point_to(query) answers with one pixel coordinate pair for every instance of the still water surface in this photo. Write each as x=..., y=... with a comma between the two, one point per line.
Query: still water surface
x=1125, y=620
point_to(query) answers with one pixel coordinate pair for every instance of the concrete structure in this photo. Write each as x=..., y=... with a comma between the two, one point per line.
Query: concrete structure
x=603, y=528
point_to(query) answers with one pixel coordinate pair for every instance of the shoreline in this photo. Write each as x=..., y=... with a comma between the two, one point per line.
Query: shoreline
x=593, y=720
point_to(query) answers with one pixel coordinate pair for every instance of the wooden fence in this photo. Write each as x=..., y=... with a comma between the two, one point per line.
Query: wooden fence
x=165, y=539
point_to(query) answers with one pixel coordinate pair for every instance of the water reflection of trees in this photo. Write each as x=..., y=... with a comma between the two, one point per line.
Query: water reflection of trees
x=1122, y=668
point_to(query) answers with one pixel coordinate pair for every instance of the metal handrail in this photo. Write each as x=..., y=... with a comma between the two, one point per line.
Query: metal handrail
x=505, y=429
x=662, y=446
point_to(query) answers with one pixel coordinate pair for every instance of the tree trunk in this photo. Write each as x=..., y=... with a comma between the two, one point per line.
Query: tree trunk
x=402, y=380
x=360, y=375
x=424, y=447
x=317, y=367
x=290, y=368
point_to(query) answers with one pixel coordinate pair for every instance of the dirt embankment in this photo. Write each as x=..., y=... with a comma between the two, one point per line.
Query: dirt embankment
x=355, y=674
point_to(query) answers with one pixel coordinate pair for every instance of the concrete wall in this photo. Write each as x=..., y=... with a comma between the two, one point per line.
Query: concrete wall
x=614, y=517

Instructions for the task:
Nothing may be omitted; retype every record exactly.

Task response:
point_to(query) answers with one pixel coordinate pair for every instance of the still water surface in this photo. Write each as x=..., y=... with a comma between the two, one point per line.
Query: still water surface
x=1125, y=620
point_to(query) answers with one pixel coordinate pair for every instance of the concrete structure in this photo. Write each as x=..., y=... with a comma between the two, one point per line.
Query: concrete structure
x=603, y=528
point_to(query) answers with one pixel coordinate pair for every instance of the shoreline in this photo. Write each as x=..., y=... with a comma between the two, one point per line.
Query: shoreline
x=593, y=720
point_to(query) answers with one pixel coordinate pair for every instance of the wooden fence in this photo. Write each as x=..., y=... with a comma between the two, one point per line.
Query: wooden fence
x=165, y=539
point_to(query) answers with one pixel coordinate pair for every instance of the water reflection of trees in this photo. Write each as x=..., y=... with a comma between the two, one point per line.
Query: water reflection of trees
x=1122, y=668
point_to(query) answers with one pixel coordinate pair for every instance of the metal handrail in this photo. Write each as x=..., y=... with a comma between the two, one point per line.
Query: metal handrail
x=505, y=429
x=662, y=446
point_to(query) answers with one pixel coordinate pair for every instance of the tree trunk in this photo. Write each as x=..., y=... with a comma between the two, one point per line.
Query: tree trunk
x=402, y=380
x=360, y=375
x=424, y=447
x=317, y=367
x=290, y=368
point_to(query) answers with one pixel coordinate pair for every instance of the dirt embankment in this photo. Write each as x=..., y=... with a comma between the two, one point per line.
Query: dirt embankment
x=355, y=674
point_to(query) answers with one pixel coordinate pair for every instance of the concrete wall in this photo. Write each as x=..., y=... with a comma between the two, one point per line.
Query: concrete wall
x=614, y=517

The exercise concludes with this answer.